Please repeat the lines of the material below word for word, starting at the line containing "Where can you find the blue" and ending at the line containing "[(661, 219)]". Leave the pictures out of your answer.

Object pointing dataset rows:
· · ·

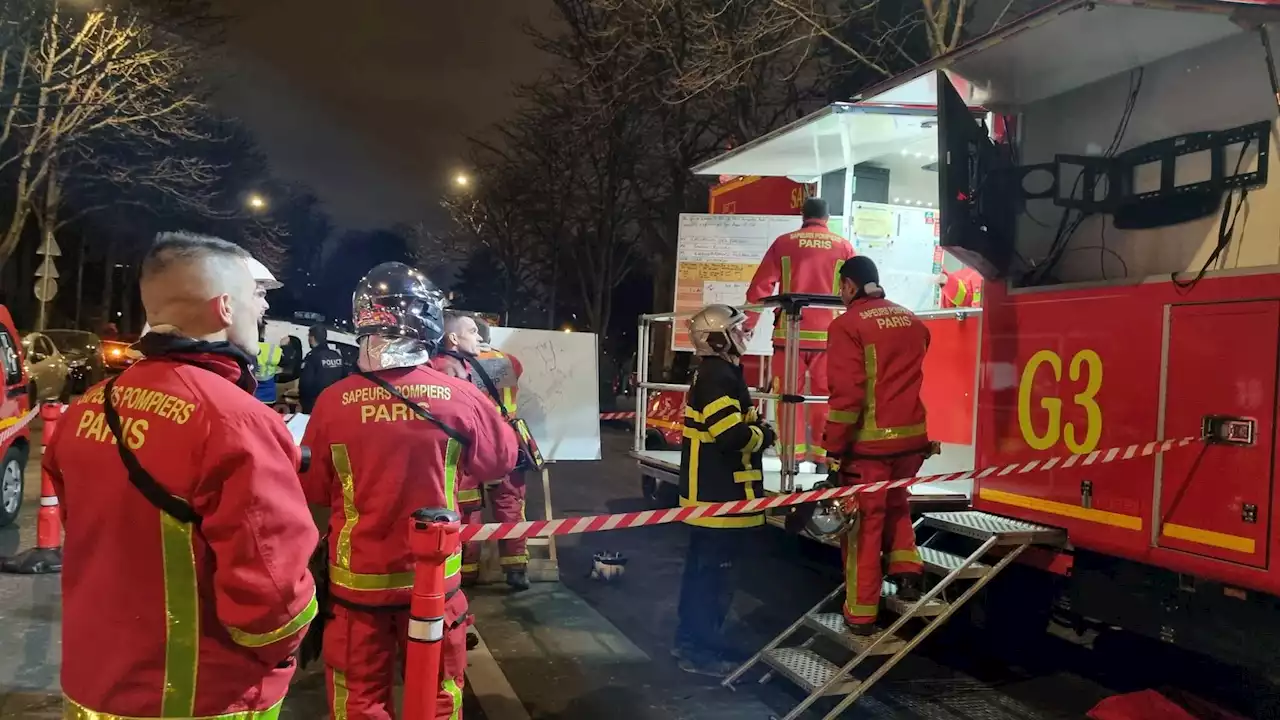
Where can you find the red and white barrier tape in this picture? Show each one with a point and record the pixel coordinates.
(17, 427)
(622, 520)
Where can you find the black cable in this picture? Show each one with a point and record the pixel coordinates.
(1105, 251)
(1066, 228)
(1225, 227)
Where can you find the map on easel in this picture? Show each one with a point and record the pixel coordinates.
(901, 240)
(714, 263)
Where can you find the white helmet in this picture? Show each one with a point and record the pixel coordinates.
(263, 276)
(718, 329)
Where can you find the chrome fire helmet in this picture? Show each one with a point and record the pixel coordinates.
(397, 301)
(718, 329)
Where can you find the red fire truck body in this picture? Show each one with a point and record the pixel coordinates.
(1178, 546)
(1077, 370)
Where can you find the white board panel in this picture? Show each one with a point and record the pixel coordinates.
(714, 261)
(558, 390)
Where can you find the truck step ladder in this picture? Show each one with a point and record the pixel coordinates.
(821, 677)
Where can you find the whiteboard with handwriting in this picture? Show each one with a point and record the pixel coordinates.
(714, 261)
(560, 390)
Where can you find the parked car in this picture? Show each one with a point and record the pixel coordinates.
(14, 404)
(46, 368)
(117, 356)
(85, 356)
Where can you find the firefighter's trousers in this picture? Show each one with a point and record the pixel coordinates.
(472, 514)
(883, 527)
(707, 587)
(508, 506)
(364, 654)
(810, 379)
(507, 499)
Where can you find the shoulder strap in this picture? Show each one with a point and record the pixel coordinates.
(155, 493)
(417, 409)
(489, 386)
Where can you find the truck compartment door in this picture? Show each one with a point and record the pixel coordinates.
(1215, 500)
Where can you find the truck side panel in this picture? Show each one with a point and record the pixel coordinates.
(1075, 370)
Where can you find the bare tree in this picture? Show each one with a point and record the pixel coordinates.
(722, 42)
(80, 81)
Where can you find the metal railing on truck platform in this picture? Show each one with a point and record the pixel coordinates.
(792, 306)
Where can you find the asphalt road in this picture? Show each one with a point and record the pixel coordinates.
(583, 650)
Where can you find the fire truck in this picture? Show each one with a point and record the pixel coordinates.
(1105, 165)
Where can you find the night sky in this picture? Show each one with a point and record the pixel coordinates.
(369, 101)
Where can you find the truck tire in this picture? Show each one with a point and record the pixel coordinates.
(12, 469)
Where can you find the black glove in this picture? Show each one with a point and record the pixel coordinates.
(771, 436)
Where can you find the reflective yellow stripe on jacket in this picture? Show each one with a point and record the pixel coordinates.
(707, 434)
(182, 619)
(73, 710)
(869, 429)
(339, 572)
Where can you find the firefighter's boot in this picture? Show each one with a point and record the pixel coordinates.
(863, 629)
(910, 586)
(517, 580)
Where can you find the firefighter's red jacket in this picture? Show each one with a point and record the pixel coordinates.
(804, 261)
(511, 392)
(161, 618)
(963, 288)
(375, 461)
(874, 370)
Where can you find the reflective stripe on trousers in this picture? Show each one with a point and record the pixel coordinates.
(73, 710)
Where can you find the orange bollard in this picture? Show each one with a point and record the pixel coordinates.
(48, 554)
(433, 538)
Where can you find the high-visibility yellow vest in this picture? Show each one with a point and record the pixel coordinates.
(268, 361)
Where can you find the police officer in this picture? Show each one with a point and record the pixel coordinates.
(320, 368)
(876, 432)
(186, 589)
(720, 461)
(396, 437)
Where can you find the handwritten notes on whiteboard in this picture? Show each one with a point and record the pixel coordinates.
(714, 263)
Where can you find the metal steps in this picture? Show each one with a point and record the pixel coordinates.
(984, 525)
(822, 677)
(809, 670)
(940, 563)
(831, 625)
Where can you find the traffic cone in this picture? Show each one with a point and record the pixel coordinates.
(48, 554)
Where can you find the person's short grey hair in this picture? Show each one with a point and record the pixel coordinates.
(452, 318)
(172, 249)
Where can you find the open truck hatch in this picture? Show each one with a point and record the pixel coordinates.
(1075, 42)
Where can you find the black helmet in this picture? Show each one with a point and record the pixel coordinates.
(396, 300)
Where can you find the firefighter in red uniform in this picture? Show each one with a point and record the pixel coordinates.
(462, 338)
(961, 288)
(508, 493)
(876, 432)
(465, 346)
(396, 437)
(186, 589)
(804, 261)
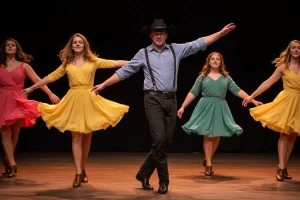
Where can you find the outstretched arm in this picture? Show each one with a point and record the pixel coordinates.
(265, 85)
(120, 63)
(188, 99)
(110, 81)
(243, 95)
(35, 78)
(215, 36)
(189, 48)
(129, 69)
(58, 73)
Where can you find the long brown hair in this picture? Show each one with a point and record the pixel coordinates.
(67, 55)
(285, 56)
(20, 54)
(207, 68)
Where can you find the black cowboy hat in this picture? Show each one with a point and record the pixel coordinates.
(159, 25)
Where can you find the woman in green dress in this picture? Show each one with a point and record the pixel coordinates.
(212, 117)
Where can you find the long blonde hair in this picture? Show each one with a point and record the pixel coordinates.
(285, 56)
(206, 67)
(67, 55)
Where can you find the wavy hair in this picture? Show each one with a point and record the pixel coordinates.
(20, 54)
(285, 56)
(67, 54)
(207, 68)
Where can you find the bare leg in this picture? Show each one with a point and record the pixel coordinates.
(86, 145)
(290, 146)
(77, 150)
(208, 149)
(15, 128)
(215, 144)
(7, 144)
(282, 149)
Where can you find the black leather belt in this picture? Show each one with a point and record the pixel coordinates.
(164, 95)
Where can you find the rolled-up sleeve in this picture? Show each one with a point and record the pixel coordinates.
(132, 67)
(186, 49)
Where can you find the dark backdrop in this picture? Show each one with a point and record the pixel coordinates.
(113, 29)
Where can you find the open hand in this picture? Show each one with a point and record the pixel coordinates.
(54, 99)
(180, 112)
(98, 88)
(26, 91)
(227, 29)
(246, 101)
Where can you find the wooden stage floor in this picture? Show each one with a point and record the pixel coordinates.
(112, 176)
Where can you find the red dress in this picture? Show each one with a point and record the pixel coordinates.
(14, 106)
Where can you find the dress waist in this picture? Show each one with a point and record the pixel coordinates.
(11, 88)
(295, 91)
(81, 87)
(214, 98)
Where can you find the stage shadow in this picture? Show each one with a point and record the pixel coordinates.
(16, 182)
(83, 192)
(210, 179)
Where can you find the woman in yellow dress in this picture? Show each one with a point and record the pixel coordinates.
(283, 113)
(80, 111)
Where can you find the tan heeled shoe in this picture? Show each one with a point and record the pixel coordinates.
(285, 174)
(84, 177)
(12, 171)
(279, 174)
(5, 164)
(77, 180)
(204, 164)
(208, 171)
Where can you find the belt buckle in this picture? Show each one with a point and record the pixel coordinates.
(165, 95)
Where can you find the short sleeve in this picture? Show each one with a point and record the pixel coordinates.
(57, 74)
(232, 87)
(196, 89)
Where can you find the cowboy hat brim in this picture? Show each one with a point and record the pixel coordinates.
(170, 30)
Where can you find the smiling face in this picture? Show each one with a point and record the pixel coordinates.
(295, 49)
(215, 61)
(77, 45)
(159, 38)
(10, 48)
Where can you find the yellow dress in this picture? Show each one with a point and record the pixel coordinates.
(81, 110)
(283, 114)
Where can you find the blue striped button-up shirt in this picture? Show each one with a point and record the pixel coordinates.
(162, 64)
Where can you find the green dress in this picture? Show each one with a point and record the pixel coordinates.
(211, 116)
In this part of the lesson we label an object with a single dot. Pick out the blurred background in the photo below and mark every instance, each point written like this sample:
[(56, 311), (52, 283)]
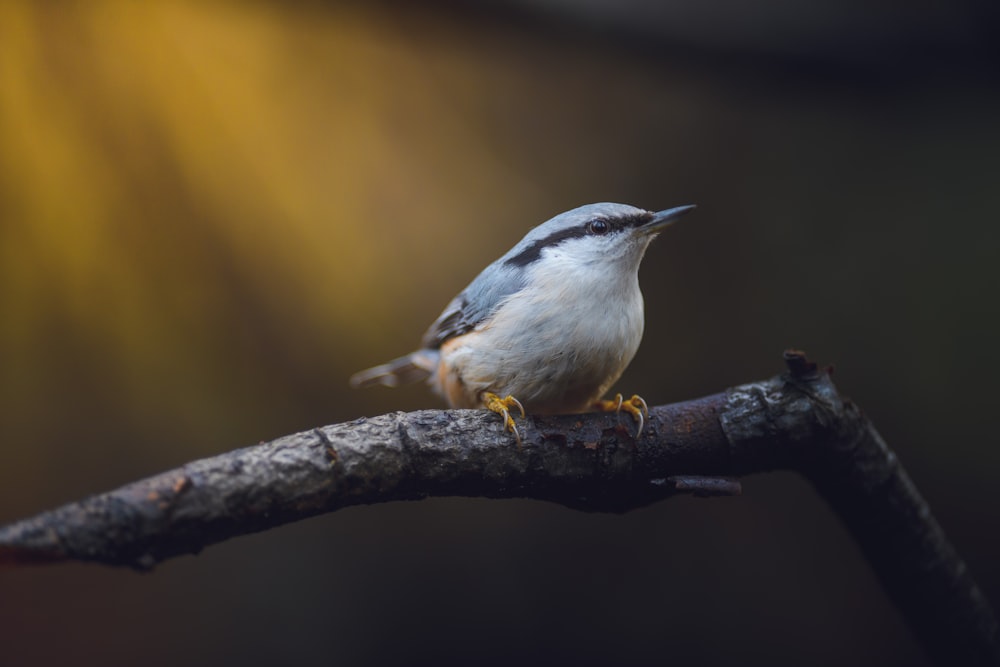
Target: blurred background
[(211, 214)]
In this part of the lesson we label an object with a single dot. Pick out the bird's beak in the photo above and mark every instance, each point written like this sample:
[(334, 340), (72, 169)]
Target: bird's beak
[(661, 219)]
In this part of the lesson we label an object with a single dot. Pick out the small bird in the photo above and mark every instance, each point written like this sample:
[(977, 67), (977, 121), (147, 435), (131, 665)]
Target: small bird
[(549, 327)]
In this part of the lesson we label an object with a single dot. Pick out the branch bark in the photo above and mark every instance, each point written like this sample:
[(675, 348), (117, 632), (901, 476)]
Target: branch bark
[(796, 421)]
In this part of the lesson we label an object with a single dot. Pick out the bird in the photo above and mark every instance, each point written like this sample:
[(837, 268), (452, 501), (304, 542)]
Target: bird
[(548, 327)]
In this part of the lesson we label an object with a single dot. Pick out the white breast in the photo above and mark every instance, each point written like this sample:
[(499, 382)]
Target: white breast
[(558, 345)]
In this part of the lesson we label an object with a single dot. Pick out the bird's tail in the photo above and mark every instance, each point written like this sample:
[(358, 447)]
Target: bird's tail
[(406, 370)]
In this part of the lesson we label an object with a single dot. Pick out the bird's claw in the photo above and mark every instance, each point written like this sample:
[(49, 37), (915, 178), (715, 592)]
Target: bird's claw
[(502, 407), (635, 406)]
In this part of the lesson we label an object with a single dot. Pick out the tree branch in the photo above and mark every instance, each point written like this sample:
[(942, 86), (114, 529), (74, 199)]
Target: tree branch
[(796, 421)]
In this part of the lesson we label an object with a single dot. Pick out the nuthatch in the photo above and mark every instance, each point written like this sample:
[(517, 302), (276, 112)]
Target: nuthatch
[(550, 326)]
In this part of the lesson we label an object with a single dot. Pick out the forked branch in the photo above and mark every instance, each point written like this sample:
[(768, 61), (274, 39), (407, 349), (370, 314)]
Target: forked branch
[(796, 421)]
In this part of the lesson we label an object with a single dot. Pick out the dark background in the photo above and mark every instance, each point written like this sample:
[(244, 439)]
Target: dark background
[(212, 214)]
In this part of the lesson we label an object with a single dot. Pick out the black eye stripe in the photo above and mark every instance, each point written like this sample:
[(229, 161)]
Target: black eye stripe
[(534, 251), (599, 226)]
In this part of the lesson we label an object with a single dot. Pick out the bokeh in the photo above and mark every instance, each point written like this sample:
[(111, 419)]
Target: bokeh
[(211, 214)]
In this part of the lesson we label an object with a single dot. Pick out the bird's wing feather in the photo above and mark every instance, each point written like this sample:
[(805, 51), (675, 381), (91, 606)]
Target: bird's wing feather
[(474, 304)]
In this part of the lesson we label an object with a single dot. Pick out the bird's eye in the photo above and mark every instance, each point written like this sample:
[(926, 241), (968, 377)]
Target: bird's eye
[(599, 227)]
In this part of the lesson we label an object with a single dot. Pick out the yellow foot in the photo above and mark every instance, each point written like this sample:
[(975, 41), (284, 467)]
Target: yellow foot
[(502, 407), (635, 406)]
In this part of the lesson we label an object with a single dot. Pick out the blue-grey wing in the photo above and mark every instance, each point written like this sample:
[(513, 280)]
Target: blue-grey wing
[(475, 303)]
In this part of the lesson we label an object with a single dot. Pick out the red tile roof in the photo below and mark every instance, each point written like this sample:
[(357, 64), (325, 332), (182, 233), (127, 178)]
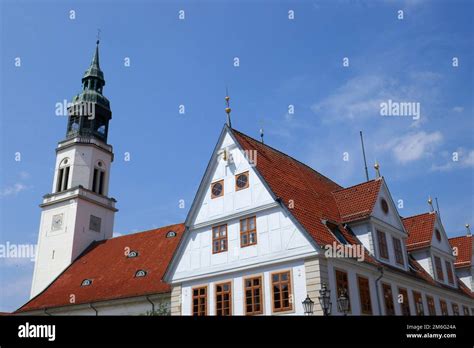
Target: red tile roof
[(464, 246), (420, 230), (296, 184), (111, 272), (357, 202)]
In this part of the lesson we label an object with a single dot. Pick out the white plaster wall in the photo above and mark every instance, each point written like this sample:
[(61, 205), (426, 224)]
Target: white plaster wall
[(237, 279), (83, 236), (395, 281), (465, 275), (48, 268), (363, 232), (277, 238), (83, 159), (389, 235), (232, 201)]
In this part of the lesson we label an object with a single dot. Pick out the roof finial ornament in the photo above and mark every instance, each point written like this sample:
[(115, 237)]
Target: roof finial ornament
[(430, 202), (228, 109), (377, 169)]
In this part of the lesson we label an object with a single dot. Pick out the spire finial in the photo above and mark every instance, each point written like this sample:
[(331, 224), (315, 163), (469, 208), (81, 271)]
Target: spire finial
[(228, 109), (377, 169)]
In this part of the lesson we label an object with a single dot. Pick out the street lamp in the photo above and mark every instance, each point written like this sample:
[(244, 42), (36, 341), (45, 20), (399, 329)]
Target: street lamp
[(325, 299), (343, 302), (308, 305)]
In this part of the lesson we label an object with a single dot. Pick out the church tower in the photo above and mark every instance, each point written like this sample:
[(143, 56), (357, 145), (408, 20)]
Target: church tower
[(78, 210)]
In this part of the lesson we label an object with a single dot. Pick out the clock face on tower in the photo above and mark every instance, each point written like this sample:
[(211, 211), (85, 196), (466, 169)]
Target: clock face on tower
[(57, 223)]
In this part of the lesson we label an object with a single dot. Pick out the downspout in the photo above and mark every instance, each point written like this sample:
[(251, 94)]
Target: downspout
[(95, 310), (152, 305), (380, 268)]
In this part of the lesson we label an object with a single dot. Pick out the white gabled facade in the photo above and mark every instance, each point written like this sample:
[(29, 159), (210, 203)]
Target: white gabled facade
[(281, 245)]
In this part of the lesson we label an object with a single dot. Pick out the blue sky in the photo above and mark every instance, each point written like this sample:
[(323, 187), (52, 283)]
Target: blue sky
[(282, 62)]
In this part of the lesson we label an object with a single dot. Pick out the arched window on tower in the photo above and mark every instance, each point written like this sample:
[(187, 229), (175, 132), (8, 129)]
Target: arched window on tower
[(98, 179), (62, 180)]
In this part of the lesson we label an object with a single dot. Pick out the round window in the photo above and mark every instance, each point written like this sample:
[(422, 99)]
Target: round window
[(217, 189), (438, 235), (242, 180), (384, 205)]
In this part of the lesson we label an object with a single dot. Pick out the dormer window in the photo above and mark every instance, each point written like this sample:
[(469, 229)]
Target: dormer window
[(439, 269), (132, 254), (217, 189), (449, 271), (383, 249), (242, 181), (86, 282), (397, 247), (336, 232), (140, 273)]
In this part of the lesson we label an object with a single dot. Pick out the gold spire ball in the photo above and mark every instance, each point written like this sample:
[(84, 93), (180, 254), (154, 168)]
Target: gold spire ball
[(377, 167)]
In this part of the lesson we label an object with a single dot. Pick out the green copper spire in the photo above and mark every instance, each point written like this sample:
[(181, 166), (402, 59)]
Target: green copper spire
[(94, 69), (95, 122)]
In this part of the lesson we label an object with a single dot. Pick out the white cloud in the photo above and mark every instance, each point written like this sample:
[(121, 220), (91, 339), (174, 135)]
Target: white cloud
[(13, 190), (414, 146)]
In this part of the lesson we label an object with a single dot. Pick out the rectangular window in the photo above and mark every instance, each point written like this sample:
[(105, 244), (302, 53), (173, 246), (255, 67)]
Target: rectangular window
[(439, 269), (224, 299), (364, 295), (253, 296), (342, 286), (465, 310), (248, 231), (219, 239), (388, 299), (397, 247), (455, 308), (281, 292), (241, 181), (101, 183), (418, 303), (449, 271), (444, 307), (200, 301), (66, 178), (404, 302), (383, 250), (94, 180), (431, 306), (59, 180)]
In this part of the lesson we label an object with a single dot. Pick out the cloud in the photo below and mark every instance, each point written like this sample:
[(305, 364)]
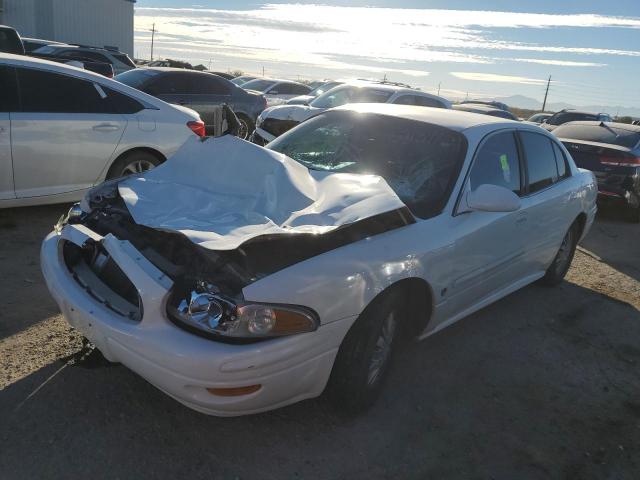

· · ·

TASK OUTPUT:
Where can you find the blue striped button-up shirt in this picture? Show each one with a point and record the pixel coordinates.
(162, 64)
Where can you find the green dress in this picture? Show each one with a point and record the pixel coordinates.
(211, 116)
In this part of the lesson we label an object with a single dot. Pick out the blurred background in the photo below and mark every instance, each point written like this sample:
[(56, 311), (52, 283)]
Target: blurred background
[(211, 214)]
In this part of the lesson we label an object with a single dot. Pick out the bird's beak in the photo above and mark every instance, each point written like this sample:
[(334, 340), (72, 169)]
Target: bird's beak
[(661, 219)]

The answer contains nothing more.